**THE REQUEST**. Find each line in the items below that contains the string "chandelier" with matching case, and copy every such line.

**GIVEN RECORDS**.
>>>

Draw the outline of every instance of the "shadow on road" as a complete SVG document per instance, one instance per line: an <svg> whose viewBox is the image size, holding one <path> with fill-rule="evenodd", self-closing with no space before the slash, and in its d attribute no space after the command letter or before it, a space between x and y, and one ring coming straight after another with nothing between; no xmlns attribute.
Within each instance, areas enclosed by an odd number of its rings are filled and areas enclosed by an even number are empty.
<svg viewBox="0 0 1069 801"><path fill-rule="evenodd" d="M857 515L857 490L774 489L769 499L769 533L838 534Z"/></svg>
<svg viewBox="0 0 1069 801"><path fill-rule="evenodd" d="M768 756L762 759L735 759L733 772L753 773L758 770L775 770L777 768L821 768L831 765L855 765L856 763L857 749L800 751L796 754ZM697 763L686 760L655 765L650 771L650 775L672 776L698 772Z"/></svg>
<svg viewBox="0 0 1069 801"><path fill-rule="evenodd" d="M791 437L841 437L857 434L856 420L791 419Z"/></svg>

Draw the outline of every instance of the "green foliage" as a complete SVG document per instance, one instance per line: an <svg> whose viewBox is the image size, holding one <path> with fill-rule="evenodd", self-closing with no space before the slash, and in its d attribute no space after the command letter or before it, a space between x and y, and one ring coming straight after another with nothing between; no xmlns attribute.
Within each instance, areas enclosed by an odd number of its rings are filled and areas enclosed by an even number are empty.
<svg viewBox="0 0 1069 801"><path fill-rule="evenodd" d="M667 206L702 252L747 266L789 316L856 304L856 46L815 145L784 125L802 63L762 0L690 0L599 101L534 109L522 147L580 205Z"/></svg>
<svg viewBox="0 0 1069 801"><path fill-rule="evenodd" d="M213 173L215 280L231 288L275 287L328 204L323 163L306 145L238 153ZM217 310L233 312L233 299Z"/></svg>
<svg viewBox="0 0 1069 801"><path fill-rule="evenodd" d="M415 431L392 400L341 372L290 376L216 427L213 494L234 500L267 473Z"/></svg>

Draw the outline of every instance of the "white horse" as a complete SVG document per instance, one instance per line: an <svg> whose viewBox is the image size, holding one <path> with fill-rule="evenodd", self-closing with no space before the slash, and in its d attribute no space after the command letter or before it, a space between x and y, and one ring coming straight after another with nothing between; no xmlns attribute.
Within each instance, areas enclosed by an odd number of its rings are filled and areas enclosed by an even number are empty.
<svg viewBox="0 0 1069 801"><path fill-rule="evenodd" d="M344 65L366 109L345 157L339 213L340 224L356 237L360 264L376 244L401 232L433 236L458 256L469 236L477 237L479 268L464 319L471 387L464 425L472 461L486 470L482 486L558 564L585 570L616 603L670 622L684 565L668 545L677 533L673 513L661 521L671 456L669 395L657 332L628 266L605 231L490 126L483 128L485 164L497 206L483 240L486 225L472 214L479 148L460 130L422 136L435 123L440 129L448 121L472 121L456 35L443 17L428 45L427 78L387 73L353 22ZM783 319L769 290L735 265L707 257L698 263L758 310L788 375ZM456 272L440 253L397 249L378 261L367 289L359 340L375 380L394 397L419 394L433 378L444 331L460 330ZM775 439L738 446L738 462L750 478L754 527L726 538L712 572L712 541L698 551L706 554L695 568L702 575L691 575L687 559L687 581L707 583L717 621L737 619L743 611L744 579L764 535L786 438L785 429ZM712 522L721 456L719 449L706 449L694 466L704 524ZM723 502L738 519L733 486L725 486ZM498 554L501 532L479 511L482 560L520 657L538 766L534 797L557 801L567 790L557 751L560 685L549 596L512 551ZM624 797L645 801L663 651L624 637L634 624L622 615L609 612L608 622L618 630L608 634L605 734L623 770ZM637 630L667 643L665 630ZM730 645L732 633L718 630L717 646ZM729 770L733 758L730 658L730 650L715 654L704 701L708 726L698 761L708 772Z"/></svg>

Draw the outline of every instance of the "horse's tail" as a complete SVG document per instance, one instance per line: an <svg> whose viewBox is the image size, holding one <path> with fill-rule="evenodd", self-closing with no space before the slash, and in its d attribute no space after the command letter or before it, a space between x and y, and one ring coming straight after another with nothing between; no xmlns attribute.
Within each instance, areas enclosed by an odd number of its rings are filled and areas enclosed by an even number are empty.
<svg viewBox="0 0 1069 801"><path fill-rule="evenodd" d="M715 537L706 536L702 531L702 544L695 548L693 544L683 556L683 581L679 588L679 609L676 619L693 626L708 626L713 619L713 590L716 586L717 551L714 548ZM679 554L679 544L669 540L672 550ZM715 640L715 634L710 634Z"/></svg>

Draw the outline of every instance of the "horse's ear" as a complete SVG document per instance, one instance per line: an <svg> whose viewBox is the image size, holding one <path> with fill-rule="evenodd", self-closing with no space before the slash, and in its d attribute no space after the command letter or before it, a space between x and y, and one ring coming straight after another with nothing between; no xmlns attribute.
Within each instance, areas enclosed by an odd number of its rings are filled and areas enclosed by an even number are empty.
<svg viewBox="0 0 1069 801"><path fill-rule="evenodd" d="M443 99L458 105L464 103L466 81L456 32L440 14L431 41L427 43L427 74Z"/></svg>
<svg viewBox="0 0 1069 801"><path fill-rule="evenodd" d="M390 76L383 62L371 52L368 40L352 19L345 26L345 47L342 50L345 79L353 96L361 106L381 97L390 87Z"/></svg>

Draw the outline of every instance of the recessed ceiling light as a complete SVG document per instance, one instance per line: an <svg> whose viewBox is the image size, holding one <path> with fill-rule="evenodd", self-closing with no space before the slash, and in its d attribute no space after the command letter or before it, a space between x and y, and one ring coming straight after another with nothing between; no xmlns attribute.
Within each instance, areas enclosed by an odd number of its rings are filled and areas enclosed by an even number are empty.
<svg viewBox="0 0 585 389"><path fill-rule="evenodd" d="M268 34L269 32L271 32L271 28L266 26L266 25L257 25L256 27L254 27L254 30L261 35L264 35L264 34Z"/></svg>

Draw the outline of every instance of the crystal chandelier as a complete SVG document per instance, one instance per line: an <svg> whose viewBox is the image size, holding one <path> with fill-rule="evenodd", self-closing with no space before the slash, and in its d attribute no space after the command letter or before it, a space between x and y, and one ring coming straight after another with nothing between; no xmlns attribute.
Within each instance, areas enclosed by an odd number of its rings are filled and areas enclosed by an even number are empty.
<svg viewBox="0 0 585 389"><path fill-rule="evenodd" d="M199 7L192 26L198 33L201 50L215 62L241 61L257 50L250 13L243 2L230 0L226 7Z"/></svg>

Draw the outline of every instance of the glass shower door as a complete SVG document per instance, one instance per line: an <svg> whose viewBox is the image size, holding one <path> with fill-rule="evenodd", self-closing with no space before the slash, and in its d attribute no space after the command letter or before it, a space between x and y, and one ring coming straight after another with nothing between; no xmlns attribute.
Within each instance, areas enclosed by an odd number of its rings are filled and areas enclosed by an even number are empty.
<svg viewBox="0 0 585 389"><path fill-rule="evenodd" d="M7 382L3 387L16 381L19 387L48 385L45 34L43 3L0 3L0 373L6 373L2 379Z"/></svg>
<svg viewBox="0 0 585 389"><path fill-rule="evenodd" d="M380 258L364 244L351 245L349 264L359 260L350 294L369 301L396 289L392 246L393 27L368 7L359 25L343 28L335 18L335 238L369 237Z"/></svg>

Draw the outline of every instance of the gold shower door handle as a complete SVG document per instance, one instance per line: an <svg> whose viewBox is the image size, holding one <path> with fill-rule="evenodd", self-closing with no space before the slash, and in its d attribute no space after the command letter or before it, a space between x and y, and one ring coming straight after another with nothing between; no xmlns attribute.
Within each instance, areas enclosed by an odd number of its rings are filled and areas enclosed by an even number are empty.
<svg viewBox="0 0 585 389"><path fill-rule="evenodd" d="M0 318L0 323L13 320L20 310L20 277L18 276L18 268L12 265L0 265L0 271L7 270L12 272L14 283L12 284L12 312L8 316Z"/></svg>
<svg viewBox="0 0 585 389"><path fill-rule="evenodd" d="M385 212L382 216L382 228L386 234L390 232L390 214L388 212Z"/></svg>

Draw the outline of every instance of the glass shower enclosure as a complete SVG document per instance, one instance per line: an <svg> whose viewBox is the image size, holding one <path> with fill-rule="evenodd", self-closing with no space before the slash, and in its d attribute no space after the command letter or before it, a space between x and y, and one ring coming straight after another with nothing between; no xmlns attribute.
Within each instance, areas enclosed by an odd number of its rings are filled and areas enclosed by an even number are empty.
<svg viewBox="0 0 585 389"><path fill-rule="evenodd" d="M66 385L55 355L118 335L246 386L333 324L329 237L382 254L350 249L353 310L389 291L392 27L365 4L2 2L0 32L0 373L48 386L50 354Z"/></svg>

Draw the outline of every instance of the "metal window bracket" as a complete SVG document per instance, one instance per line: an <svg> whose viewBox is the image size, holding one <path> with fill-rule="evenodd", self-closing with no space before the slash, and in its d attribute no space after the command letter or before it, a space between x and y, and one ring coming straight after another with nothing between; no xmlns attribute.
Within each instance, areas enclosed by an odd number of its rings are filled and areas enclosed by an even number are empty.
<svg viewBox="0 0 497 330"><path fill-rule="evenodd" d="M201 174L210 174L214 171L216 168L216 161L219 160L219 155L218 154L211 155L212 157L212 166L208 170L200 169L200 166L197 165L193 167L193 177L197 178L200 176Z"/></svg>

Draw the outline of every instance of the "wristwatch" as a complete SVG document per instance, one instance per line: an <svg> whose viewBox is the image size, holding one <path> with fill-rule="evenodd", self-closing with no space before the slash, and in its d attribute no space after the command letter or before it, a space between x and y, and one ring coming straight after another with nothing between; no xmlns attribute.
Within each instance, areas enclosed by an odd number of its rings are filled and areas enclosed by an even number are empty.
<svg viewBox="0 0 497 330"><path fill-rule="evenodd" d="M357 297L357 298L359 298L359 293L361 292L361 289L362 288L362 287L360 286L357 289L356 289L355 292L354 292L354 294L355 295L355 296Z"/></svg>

<<<

**THE RESULT**.
Draw the outline of every instance of the crystal chandelier as a complete SVG document per instance, one instance per line: an <svg> whose viewBox is the image size, holding one <path> with fill-rule="evenodd", self-closing with no space before the slash, and in its d attribute no space after the command letter or before it, a space between x and y, and one ring coming straight after another with nothing between; no xmlns attribute.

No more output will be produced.